▸ **Your instructions**: Reproduce the passage of the Gary McKinnon extradition article between "Speaking to The" and "on the case.", inclusive.

▸ **Study text**:
********************

Gary McKinnon given more time to challenge Alan Johnson's decision to extradite him
British computer programmer Gary McKinnon has been granted another seven days to challenge Alan Johnson's decision to extradite him to America to answer computer hacking charges.
The news means that in theory that Mr McKinnon could be sent to America before the new year, if his application in the UK for judicial review is rejected, and he is refused leave to appeal to the European Court of Human Rights.
Mr McKinnon was this afternoon given until Thursday 10 December to challenge a decision in the High Court by the Home Secretary to ignore fresh medical evidence about Mr McKinnon's autism.
Mr McKinnon's solictor Karen Todner of KaimTodner had asked for a two week extension until 17 December, however this was denied in a letter from the Treasury solicitors, on behalf of Mr Johnson.
Speaking to The Daily Telegraph, Mr McKinnon's mother Janis Sharp questioned why the deadline was not extended further: "It is rididiculous. They could have easily extended it until after Christmas. It does not make sense."
If a high court judge refuses permission to challenge Mr Johnson's decision, Mr McKinnon's legal team have 14 days to hear whether the European Court of Human Rights in Strasbourg will take on the case.
If the Strasbourg court says no, then Mr McKinnon will be extradited, possibly before the new year.
Mr McKinnon, 43, who suffers from Asperger’s syndrome, a form of autism, is accused of hacking into networks at the Pentagon and Nasa. However, he insists he was searching for reports of UFO sightings.
A health report handed to Mr Johnson had warned the Asperger syndrome sufferer would be a suicide risk if he is sent to the US for trial on charges of hacking into top secret military computers.
It urged him to halt the extradition on the grounds that it would breach human rights laws.
A Home Office spokesman said: "At the request of Gary McKinnon's solicitors, the Home Secretary has granted an extension of seven days in which to apply for judicial review."
There were heated exchanges in the House of Commons yesterday when Mr Johnson was accused of being "spineless" over the extradition battle by David Burrowes, the Tory shadow justice minister and Mr McKinnon's MP.
Mr Burrowes said: "How ill and vulnerable does Gary McKinnon need to be, to not be extradited to the US? How can it be proportionate to allow extradition of a UK citizen who is suicidal and sectionable.
"Far from you saying you are powerless to stop Gary McKinnon's extradition, in the light of this medical evidence, you have shown yourself and your Government to be spineless."
Mr Johnson told MPs that Mr McKinnon, 43, had been accused of “serious offences” relating to hacking into US Government computer networks over 13 months and that he had no option but to agree to the extradition.
“There are very serious charges against Mr McKinnon. He has to answer for those charges,” he added.

********************

▸ **Dataset records**:
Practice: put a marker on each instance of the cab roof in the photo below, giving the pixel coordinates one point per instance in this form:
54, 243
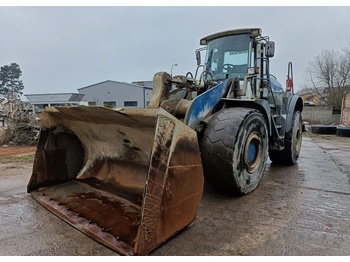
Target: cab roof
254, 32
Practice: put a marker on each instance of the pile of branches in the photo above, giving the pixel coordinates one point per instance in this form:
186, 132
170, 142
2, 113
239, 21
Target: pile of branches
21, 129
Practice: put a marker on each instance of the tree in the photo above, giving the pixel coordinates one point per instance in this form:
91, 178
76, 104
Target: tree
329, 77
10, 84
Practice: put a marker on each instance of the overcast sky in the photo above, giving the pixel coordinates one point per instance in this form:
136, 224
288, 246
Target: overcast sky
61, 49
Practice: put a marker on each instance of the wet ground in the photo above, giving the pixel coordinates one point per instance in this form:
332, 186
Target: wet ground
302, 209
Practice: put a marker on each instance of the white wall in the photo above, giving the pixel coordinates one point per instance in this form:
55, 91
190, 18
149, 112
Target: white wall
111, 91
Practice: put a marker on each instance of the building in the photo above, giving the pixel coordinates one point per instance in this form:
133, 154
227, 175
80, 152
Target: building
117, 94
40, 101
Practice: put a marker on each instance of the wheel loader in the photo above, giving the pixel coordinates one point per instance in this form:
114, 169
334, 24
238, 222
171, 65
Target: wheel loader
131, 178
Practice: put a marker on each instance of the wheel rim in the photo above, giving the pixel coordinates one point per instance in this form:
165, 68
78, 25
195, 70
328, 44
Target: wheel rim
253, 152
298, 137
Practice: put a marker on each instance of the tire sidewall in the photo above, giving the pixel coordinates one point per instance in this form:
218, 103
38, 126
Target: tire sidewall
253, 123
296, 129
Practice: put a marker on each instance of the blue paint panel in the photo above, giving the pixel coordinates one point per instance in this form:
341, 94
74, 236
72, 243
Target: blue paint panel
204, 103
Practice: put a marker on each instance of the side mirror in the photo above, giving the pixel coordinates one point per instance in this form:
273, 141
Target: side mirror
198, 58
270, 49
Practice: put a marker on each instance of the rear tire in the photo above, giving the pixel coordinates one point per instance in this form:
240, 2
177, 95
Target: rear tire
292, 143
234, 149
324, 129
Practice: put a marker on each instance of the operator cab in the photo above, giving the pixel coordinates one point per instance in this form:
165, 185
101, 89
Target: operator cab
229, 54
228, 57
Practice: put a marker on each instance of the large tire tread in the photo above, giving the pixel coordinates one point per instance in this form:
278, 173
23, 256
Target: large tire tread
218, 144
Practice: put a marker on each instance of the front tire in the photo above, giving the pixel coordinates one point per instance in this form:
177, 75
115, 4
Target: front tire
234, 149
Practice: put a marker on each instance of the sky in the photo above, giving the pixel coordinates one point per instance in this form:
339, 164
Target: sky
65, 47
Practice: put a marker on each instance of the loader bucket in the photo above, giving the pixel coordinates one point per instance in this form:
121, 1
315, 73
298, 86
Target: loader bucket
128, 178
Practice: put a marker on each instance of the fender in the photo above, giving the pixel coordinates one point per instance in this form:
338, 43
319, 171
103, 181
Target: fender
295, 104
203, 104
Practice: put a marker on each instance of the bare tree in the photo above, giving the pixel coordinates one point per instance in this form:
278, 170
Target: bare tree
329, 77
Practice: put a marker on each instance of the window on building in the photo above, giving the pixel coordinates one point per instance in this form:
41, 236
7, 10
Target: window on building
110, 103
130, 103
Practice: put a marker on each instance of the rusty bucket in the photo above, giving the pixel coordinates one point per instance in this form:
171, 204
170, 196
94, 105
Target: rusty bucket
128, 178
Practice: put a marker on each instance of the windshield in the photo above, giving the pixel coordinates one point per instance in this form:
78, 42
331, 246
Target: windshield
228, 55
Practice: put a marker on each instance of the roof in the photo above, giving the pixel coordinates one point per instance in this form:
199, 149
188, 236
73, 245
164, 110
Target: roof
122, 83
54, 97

********************

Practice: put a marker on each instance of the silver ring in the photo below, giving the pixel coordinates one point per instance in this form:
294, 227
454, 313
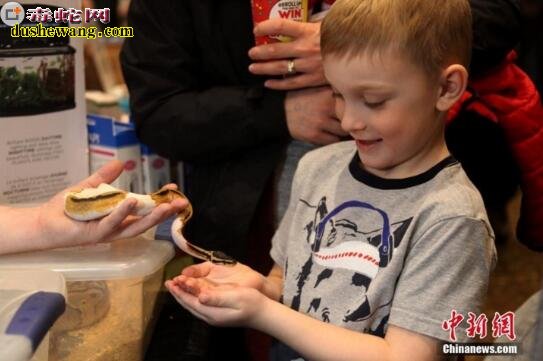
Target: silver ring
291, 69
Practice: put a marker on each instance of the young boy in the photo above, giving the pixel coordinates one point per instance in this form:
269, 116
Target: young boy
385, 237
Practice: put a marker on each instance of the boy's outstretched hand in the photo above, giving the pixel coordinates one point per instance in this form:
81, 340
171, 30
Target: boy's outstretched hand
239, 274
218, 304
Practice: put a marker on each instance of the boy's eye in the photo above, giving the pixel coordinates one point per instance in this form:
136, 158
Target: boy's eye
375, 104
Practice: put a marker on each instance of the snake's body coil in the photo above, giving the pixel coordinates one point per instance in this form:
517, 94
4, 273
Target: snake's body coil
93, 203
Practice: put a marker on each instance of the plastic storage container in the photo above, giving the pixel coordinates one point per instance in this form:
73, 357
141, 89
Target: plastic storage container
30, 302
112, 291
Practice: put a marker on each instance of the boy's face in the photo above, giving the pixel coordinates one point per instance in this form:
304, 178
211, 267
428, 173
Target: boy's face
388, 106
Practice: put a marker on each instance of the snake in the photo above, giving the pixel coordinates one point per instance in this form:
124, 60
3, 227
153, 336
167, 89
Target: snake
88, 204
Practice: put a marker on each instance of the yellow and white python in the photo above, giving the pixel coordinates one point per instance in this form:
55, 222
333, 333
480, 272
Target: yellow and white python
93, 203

********************

▸ **Written response**:
Speaking to The Daily Telegraph, Mr McKinnon's mother Janis Sharp questioned why the deadline was not extended further: "It is rididiculous. They could have easily extended it until after Christmas. It does not make sense."
If a high court judge refuses permission to challenge Mr Johnson's decision, Mr McKinnon's legal team have 14 days to hear whether the European Court of Human Rights in Strasbourg will take on the case.